──────── INPUT ROWS ────────

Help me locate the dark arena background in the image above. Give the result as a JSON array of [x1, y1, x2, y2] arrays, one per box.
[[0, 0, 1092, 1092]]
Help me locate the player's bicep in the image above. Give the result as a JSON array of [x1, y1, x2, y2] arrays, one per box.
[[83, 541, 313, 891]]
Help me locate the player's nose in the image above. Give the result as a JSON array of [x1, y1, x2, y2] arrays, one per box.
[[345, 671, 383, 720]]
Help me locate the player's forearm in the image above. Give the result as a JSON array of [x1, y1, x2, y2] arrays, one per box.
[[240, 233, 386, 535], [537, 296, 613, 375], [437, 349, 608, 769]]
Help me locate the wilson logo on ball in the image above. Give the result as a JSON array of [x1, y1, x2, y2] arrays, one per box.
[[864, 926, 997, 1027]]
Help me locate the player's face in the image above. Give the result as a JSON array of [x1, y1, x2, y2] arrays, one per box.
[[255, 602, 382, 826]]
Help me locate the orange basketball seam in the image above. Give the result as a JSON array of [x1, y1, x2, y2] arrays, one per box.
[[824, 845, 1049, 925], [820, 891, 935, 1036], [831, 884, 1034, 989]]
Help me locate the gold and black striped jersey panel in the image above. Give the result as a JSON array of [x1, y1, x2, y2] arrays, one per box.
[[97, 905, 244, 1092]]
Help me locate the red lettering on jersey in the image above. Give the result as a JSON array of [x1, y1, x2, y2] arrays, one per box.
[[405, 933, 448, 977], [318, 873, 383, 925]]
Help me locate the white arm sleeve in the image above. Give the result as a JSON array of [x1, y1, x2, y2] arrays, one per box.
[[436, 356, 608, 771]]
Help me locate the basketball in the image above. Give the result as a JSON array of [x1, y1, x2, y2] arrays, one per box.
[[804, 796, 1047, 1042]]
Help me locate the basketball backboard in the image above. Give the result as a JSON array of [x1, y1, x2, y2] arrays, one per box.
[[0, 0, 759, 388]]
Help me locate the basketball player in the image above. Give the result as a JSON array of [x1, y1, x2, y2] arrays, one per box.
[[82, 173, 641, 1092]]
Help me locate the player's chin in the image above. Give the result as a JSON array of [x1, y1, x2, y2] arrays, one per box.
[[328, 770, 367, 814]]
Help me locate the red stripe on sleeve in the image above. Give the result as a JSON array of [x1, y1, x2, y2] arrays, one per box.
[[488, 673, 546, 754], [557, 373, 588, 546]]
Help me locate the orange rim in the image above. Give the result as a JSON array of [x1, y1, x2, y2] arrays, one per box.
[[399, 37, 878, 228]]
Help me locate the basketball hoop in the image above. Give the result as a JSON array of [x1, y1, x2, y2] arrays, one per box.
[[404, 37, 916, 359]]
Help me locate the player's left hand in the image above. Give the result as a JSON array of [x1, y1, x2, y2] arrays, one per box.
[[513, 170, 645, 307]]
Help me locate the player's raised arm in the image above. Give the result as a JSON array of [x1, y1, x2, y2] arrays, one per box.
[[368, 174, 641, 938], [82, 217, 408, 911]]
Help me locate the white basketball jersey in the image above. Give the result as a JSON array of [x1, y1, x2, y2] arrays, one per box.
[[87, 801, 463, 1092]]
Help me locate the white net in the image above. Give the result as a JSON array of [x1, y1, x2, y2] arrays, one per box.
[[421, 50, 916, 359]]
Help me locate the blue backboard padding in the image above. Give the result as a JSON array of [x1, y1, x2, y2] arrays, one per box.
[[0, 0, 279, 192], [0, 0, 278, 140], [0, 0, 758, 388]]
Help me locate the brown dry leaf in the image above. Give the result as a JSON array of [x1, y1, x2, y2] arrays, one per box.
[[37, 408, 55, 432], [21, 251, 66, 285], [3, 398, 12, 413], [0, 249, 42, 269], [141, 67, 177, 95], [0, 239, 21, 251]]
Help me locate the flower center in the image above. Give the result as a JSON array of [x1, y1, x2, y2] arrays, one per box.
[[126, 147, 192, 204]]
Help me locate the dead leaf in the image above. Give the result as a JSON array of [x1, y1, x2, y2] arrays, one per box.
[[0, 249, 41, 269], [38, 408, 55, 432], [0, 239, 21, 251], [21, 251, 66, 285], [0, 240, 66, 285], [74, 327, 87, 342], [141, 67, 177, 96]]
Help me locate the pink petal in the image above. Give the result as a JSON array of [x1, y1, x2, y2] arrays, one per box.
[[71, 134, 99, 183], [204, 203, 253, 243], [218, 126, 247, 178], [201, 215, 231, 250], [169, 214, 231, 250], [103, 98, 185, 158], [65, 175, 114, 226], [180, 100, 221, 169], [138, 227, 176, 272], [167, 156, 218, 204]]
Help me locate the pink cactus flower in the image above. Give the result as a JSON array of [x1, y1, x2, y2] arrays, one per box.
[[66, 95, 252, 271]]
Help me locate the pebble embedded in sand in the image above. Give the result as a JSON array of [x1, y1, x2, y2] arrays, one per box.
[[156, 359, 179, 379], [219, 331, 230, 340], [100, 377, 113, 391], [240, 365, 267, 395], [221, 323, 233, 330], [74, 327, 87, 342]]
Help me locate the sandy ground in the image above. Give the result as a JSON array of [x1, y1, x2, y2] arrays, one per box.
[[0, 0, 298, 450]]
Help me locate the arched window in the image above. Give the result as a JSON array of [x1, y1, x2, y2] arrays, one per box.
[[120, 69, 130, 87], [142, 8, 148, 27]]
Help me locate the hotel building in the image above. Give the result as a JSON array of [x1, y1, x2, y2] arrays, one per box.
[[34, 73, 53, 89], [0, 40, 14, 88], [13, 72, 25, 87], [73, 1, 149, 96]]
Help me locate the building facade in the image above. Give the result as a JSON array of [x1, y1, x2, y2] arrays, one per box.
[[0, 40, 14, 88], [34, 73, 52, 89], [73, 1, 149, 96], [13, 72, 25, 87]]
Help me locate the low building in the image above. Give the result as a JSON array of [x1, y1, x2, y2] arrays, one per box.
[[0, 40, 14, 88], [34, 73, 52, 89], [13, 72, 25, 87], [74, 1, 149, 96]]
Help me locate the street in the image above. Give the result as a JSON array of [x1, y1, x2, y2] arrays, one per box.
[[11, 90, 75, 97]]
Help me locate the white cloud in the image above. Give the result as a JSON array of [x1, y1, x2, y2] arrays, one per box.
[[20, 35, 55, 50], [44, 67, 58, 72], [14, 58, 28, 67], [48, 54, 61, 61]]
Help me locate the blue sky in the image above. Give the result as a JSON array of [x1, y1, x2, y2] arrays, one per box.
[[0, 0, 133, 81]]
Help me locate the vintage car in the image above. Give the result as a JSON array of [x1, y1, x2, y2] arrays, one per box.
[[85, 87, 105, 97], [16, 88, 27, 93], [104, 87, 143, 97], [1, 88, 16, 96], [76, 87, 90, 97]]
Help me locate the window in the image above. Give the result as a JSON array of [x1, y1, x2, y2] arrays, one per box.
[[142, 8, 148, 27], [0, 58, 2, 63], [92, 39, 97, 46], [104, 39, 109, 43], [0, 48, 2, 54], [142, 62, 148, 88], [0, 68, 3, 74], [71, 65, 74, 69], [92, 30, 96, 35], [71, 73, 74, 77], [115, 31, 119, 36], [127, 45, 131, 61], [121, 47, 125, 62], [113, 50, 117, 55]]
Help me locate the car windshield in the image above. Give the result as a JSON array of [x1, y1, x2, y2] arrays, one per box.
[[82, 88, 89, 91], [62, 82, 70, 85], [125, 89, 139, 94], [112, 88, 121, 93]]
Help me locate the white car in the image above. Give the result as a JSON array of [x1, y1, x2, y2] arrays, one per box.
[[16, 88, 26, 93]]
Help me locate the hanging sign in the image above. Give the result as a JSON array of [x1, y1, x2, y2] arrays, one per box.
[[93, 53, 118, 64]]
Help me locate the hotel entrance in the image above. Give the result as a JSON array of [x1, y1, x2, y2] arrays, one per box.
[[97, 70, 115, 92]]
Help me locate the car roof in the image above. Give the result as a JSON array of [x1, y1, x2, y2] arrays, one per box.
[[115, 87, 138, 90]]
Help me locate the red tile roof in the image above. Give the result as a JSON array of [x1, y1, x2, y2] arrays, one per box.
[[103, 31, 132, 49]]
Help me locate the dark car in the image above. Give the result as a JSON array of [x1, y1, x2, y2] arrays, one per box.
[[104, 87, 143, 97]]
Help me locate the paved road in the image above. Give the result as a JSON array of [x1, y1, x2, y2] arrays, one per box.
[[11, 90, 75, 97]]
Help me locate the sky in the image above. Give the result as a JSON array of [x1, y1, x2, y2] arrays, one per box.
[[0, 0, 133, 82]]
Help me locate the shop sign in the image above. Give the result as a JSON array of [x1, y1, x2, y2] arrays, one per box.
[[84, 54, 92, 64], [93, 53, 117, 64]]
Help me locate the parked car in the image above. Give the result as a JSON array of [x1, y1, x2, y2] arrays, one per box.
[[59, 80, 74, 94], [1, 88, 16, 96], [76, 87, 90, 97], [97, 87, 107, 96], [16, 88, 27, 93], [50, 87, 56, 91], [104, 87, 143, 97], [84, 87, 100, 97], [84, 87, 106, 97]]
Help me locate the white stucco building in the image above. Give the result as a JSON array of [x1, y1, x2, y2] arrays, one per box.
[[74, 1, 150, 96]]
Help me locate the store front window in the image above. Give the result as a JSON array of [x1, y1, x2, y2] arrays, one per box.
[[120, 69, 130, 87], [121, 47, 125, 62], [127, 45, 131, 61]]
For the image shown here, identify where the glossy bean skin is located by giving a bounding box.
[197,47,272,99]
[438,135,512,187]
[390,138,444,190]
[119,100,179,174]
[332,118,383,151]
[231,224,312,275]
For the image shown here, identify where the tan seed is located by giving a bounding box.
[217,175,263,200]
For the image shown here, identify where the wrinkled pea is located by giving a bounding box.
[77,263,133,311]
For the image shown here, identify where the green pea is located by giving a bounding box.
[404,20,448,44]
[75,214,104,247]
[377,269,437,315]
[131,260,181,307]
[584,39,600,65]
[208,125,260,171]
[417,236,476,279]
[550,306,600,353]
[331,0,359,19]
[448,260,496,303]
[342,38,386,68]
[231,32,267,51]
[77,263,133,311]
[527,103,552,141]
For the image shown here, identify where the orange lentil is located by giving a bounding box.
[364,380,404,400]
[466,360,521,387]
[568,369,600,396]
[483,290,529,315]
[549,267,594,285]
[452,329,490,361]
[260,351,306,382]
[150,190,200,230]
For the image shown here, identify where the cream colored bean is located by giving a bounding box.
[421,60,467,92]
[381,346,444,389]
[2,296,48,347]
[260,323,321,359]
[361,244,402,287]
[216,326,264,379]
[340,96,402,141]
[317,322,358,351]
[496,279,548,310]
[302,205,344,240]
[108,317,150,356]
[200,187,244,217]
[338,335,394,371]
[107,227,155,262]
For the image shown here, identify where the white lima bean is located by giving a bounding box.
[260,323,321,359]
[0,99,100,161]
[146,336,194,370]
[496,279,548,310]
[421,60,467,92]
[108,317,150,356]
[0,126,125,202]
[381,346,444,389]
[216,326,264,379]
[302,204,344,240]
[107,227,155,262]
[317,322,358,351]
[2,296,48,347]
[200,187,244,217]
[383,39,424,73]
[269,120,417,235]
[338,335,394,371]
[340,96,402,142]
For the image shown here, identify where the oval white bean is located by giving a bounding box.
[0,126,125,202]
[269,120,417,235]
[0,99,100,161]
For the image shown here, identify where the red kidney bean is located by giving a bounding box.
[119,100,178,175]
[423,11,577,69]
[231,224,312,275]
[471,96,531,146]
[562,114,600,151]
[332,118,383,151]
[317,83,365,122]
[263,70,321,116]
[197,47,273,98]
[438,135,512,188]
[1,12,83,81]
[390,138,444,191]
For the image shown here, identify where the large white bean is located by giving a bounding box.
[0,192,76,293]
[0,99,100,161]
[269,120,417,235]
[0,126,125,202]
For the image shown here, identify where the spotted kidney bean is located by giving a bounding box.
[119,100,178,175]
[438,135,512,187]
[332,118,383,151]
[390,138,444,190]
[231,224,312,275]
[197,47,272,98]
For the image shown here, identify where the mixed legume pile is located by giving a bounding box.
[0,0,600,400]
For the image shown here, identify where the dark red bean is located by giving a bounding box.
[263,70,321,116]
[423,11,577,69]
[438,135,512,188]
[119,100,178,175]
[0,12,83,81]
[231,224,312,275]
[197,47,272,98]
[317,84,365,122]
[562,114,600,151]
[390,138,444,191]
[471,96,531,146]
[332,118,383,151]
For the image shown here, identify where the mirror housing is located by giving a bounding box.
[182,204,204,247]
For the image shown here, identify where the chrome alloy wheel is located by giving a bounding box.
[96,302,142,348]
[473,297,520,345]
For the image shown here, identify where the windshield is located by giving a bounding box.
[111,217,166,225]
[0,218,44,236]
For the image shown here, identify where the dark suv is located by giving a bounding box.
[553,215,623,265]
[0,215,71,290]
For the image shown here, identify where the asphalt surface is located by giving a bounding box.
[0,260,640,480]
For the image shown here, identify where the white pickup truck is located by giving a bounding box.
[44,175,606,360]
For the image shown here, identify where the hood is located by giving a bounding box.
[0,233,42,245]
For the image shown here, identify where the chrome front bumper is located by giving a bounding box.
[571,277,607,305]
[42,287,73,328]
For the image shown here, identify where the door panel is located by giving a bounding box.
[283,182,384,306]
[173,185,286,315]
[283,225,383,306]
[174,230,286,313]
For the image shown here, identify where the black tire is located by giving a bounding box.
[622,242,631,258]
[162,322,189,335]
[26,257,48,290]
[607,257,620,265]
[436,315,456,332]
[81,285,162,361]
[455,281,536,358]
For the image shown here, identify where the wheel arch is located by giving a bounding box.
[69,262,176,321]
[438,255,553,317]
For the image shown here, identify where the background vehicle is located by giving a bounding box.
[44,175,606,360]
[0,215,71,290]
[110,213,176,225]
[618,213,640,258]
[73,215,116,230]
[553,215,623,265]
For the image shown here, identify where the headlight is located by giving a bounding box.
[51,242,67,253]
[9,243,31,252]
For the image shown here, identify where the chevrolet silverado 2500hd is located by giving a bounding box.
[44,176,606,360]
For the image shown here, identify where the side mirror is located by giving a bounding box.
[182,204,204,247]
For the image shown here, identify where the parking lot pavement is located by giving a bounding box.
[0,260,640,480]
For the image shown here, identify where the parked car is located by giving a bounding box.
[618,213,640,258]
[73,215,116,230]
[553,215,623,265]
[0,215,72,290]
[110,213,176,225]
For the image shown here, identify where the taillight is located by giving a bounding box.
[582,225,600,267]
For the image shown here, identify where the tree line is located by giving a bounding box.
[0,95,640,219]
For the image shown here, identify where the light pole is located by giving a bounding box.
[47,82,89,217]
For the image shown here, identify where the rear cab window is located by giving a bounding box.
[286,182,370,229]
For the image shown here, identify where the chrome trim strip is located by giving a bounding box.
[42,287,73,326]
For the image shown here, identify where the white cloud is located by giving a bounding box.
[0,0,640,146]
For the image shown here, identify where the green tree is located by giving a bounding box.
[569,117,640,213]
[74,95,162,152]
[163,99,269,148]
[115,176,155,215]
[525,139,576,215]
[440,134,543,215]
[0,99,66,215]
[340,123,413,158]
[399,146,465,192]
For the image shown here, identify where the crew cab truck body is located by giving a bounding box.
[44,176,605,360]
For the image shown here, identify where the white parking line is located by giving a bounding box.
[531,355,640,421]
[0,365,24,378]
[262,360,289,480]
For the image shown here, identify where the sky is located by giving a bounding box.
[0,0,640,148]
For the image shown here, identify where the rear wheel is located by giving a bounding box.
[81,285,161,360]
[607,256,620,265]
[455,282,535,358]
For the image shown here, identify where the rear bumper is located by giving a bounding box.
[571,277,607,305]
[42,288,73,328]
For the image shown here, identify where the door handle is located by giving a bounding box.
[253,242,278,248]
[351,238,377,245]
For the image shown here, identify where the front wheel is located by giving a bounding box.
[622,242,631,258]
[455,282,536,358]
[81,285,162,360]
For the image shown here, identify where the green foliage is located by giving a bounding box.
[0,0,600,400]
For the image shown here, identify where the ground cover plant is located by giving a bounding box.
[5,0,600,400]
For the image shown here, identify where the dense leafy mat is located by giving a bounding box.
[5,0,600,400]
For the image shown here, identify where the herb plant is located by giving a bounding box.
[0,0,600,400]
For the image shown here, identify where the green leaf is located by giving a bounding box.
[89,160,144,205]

────────

Return exactly, and only, the line containing "For the image shown here, identify where the rear wheel" and every line after it through the end of the material.

### CORRECT OUTPUT
For the image shown here, identify where the rear wheel is located by giving a bounding box.
[81,285,161,360]
[607,256,620,265]
[455,282,535,358]
For the image shown here, identify where the rear bumper is located by giving a bounding box.
[571,277,607,305]
[42,288,73,328]
For the image shown here, identify where the door handle is located by giving a bounding box.
[253,242,278,248]
[351,238,377,245]
For the image shown here, identify where the front wheel is located by giving a bounding box.
[622,242,631,258]
[455,282,536,358]
[81,285,162,360]
For the image shown here, identify where the green foliage is located by giving a bounding box.
[0,0,600,400]
For the image shown here, identify where the ground cover plant is located by giving a bounding box.
[5,0,600,400]
For the image shown here, identify where the dense leafy mat is located by giving a bounding box.
[5,0,600,400]
For the image shown here, identify where the herb plant is located by giving a bounding box.
[0,0,600,400]
For the image shown here, identify where the green leaf is located by giving a bounding box.
[89,160,144,205]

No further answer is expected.